* 課題 1
映画『The Iron Lady』についての文章を読み、次の問いに答えてください。
(a) 筆者がワシントンDC入りしたのは何月何日の夕刻ですか。
(b) ホテル近くの映画館の日曜日の最終回では、観客は筆者を入れて何人でしたか。
(c) 東京サミットの宮中晩さんで、サッチャー首相はどのような服を着ていましたか。
* 課題 2
映画『The Iron Lady』についての文章を、最後の文のあとから書き継いでください。

* 読解文
# # #
パブリック・ディプロマシー日本外交に望むこと

34年間の外交官生活を振り返って

The Iron Ladyーマーガレット・サッチャー、鉄の女の涙(2012.03.26作成)

3月18日夕刻、ワシントンDC入りした。ホテル近くの映画館の日曜日の最終回、自分を入れて4人の観客だったが、ジーンとさせる映画だった。

 

80年代、私は日本と欧州の経済問題を担当する部署にいた。サッチャー首相は、たった数名の側近を連れて訪日し、第二ボスポラス橋建設を日本企業が落札したのは日本がトルコにODAを供与したからだ、フェアではないと中曽根首相に直談判した。東京サミットの宮中晩さんでは大柄な身体を青いロングドレスに包む姿を見かけた。
# # #
* 記録一覧
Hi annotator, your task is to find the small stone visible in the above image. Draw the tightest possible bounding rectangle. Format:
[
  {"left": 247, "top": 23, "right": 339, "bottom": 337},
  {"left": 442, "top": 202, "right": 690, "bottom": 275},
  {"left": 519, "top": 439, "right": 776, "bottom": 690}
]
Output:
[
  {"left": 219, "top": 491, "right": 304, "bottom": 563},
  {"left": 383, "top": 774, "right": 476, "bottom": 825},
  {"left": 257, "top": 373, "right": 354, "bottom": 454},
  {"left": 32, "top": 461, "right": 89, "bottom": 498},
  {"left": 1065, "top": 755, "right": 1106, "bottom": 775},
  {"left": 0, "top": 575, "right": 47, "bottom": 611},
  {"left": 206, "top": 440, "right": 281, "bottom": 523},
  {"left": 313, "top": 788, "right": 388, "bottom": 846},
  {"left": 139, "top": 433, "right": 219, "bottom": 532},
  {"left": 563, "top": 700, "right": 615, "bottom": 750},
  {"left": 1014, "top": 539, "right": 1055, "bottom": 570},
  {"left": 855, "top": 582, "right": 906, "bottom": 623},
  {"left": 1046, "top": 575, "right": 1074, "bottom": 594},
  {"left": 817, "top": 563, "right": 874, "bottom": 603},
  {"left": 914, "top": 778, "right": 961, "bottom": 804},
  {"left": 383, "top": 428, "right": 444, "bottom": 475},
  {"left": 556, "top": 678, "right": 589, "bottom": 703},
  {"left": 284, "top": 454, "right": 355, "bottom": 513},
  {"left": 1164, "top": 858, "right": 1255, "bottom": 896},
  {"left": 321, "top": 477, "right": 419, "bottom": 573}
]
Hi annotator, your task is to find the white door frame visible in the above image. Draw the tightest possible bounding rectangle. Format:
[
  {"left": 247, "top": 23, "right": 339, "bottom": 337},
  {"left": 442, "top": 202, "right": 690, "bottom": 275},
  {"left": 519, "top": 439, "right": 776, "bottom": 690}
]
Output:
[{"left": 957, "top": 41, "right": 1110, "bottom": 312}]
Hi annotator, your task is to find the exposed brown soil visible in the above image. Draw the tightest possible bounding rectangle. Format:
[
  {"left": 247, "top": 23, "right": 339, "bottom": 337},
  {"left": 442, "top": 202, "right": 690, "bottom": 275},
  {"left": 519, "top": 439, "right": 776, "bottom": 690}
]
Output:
# # #
* 最終結果 1
(a) 3月18日の夕刻です。
(b) 4人です。
(c) 青いロングドレスです。

* 最終結果 2
その後、私がEU(当時はEC)とNATOの本拠地があるブラッセルで在勤していた時、EUやNATO首脳会議に臨む首相を、会議場外や記者会見場で何度もみかけた。加盟国でない国の外交官には、記者会見も情報収集のひとつの手段だった。民主的に選ばれていないEC官僚に政策は任せられないと事務局作成のEC予算案を一人認めない首相。東西冷戦のまっただ中のNATO首脳会議、パーシング2の配備について記者から態度が明確でないと難詰され、I am clear.  Absolutely clear.と気色ばんでいた首相。会議が終わると、2-3名の側近とともに出てきて、自分の車まで歩いていく。車寄せに自分の車が来るのを待つ大統領、首相が多いのに。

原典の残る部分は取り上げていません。